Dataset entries
━━━━━━

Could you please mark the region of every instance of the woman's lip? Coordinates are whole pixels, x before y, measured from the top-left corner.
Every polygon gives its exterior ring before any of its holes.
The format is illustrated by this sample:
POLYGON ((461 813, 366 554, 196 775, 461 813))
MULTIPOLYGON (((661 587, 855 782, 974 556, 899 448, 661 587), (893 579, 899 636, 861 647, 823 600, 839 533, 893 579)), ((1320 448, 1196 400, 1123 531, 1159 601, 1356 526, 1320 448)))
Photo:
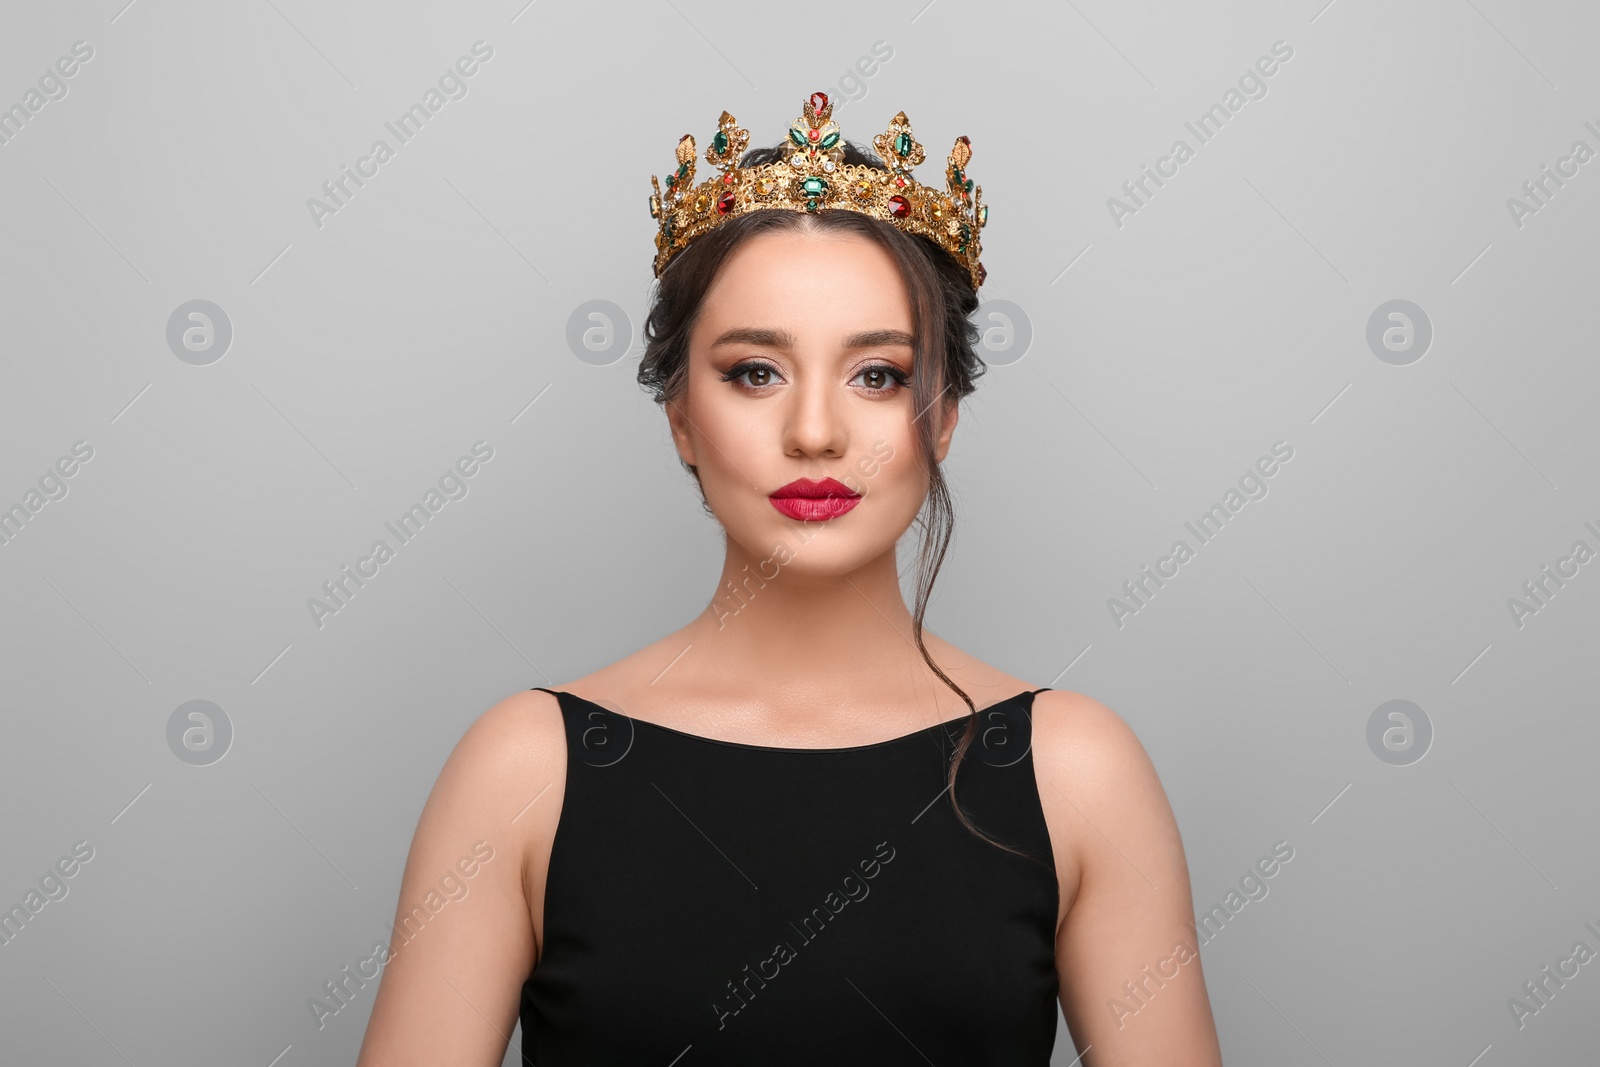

━━━━━━

→ **Task directions**
An exact copy of all the records, free of pictures, is the expected answer.

→ **Written response**
Could you please mark the region of every instance of the woman's lip? Coordinates are whole pixels, x before y, measured from the top-left corner.
Every polygon gives its exterior ring before any of its holes.
The format is illustrated by this sample:
POLYGON ((461 813, 366 554, 196 775, 461 813))
MULTIPOLYGON (((661 587, 855 782, 974 556, 899 448, 661 587), (893 579, 899 636, 861 647, 823 600, 839 533, 893 579)), ((1320 448, 1196 400, 1123 531, 1159 601, 1356 526, 1320 448)))
Photo:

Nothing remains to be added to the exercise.